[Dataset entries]
↓

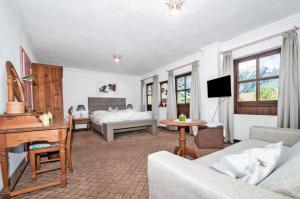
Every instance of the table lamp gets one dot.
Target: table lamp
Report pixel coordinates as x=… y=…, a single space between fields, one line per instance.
x=80 y=108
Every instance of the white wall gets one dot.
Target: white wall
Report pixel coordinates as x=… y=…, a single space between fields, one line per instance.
x=12 y=37
x=210 y=62
x=78 y=85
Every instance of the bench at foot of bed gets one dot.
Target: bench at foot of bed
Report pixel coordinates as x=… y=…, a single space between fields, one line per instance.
x=109 y=129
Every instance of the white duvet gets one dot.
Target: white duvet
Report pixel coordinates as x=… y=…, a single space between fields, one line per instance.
x=118 y=116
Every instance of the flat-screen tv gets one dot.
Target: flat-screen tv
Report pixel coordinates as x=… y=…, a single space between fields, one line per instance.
x=220 y=87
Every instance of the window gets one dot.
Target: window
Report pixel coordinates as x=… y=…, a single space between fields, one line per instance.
x=183 y=88
x=256 y=83
x=163 y=93
x=149 y=96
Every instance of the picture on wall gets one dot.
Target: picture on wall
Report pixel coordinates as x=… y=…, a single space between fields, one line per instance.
x=105 y=87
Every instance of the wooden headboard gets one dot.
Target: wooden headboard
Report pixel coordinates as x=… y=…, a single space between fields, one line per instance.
x=102 y=103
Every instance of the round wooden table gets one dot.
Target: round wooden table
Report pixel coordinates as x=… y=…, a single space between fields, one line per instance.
x=182 y=149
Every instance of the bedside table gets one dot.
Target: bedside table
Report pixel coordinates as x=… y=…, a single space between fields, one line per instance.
x=81 y=121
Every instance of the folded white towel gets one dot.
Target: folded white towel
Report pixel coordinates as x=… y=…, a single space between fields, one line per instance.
x=251 y=165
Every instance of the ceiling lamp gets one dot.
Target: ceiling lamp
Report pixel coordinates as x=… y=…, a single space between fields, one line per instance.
x=174 y=7
x=117 y=57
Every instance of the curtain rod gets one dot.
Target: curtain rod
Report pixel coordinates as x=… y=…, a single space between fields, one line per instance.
x=260 y=40
x=147 y=78
x=183 y=65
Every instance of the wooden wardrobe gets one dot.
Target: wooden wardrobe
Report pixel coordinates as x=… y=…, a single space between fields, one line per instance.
x=48 y=89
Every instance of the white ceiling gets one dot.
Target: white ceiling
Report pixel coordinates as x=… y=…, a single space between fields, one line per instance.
x=85 y=33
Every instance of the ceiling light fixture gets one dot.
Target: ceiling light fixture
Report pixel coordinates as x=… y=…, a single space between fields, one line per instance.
x=174 y=7
x=117 y=57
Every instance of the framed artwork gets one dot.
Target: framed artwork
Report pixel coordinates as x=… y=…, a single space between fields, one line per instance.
x=106 y=87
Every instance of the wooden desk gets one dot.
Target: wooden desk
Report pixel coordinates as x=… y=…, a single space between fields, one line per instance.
x=23 y=133
x=182 y=149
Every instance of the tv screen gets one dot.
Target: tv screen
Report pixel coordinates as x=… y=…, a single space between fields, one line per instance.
x=220 y=87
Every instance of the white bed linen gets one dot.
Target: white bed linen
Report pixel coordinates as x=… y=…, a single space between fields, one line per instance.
x=123 y=115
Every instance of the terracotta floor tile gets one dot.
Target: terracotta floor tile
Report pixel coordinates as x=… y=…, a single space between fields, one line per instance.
x=108 y=170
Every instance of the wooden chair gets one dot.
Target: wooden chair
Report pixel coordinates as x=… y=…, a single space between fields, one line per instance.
x=37 y=148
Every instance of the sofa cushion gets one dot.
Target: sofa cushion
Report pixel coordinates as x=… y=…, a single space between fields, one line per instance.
x=285 y=173
x=208 y=160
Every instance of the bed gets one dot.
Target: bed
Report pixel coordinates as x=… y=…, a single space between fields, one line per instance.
x=110 y=123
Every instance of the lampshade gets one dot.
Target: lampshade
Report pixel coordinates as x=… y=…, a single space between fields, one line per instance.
x=129 y=106
x=80 y=108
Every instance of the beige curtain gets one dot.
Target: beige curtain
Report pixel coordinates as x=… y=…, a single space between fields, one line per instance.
x=288 y=100
x=155 y=97
x=195 y=96
x=171 y=98
x=142 y=97
x=226 y=107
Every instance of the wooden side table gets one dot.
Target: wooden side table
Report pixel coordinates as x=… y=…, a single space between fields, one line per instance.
x=182 y=149
x=81 y=121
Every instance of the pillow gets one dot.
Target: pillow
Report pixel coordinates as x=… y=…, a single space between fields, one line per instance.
x=110 y=109
x=251 y=165
x=289 y=185
x=283 y=178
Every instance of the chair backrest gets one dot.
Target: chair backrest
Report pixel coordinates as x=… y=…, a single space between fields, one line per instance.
x=70 y=124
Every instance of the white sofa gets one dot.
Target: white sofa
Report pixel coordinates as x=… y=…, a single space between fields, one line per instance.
x=174 y=177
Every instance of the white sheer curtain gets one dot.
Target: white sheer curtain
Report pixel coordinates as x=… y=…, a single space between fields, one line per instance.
x=289 y=99
x=195 y=95
x=171 y=98
x=226 y=107
x=142 y=97
x=155 y=97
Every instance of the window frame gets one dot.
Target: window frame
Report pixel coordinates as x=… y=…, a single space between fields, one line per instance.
x=161 y=100
x=149 y=106
x=257 y=107
x=185 y=89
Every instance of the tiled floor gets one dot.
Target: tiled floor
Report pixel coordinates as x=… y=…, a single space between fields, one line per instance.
x=108 y=170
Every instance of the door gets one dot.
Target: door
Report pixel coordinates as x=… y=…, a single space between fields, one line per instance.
x=47 y=89
x=183 y=93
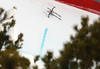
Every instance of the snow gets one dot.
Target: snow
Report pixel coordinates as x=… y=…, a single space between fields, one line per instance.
x=31 y=20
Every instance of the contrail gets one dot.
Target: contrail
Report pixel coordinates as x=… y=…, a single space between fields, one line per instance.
x=43 y=41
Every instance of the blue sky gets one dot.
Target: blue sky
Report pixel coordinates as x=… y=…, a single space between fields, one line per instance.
x=31 y=20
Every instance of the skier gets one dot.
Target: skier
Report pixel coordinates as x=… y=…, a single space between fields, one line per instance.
x=51 y=12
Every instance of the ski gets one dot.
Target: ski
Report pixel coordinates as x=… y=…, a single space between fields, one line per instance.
x=55 y=16
x=54 y=12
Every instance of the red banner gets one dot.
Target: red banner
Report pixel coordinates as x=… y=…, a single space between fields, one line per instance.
x=88 y=5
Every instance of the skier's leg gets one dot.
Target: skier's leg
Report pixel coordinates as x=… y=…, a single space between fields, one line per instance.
x=48 y=15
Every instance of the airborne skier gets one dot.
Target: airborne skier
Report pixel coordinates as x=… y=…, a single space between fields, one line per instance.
x=51 y=12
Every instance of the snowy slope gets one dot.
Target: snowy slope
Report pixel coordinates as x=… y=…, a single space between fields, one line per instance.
x=31 y=20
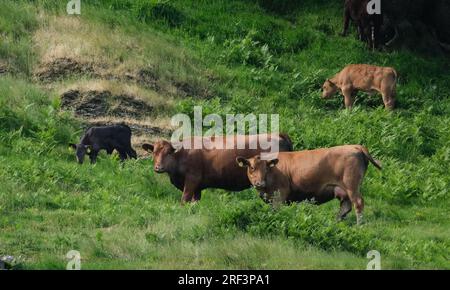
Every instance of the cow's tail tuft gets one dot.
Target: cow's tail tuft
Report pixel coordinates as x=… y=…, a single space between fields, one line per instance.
x=369 y=157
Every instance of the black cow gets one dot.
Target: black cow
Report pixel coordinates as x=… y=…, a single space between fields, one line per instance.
x=369 y=25
x=106 y=137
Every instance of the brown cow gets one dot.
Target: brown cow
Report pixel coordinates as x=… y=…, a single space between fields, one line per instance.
x=321 y=175
x=369 y=25
x=192 y=170
x=363 y=77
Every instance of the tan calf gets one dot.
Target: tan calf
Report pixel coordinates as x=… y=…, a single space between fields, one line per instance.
x=321 y=175
x=363 y=77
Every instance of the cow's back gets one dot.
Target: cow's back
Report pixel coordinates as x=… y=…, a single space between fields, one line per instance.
x=217 y=168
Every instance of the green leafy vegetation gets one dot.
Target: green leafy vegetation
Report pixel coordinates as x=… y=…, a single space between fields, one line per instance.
x=228 y=57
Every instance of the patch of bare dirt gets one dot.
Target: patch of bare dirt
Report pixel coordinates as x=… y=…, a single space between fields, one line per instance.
x=186 y=89
x=94 y=104
x=63 y=67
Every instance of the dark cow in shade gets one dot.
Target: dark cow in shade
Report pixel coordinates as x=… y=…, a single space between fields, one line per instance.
x=112 y=137
x=192 y=170
x=369 y=25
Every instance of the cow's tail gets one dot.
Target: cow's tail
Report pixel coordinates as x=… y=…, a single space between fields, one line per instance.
x=286 y=137
x=369 y=157
x=123 y=124
x=395 y=74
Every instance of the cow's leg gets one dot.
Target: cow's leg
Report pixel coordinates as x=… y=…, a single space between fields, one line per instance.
x=131 y=153
x=122 y=154
x=345 y=203
x=93 y=156
x=351 y=183
x=348 y=97
x=191 y=185
x=388 y=93
x=346 y=22
x=360 y=32
x=197 y=196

↑

> **What you should do**
Reproduce exactly, with nothing added, the lines from the one that contains "Every instance of the dark" to the end of the data.

> **Exercise output**
Every instance of the dark cow in shade gets one dot.
Target: dark cow in shade
Report pixel coordinates as x=… y=…, a single space between fields, one line per instance.
x=112 y=137
x=192 y=170
x=369 y=25
Every instance of the cow's tail gets one dot.
Target: cow's tail
Report pixel coordinates as x=… y=…, a single space between fields, one line per instance.
x=286 y=137
x=369 y=157
x=123 y=124
x=395 y=74
Every instance of the cow's leg gets one dot.
Target: cow's leg
Report pixel coordinates as x=… y=…, a single space between fields, one line per instance.
x=131 y=153
x=122 y=154
x=345 y=203
x=93 y=156
x=351 y=183
x=348 y=97
x=191 y=185
x=388 y=93
x=346 y=22
x=360 y=32
x=197 y=196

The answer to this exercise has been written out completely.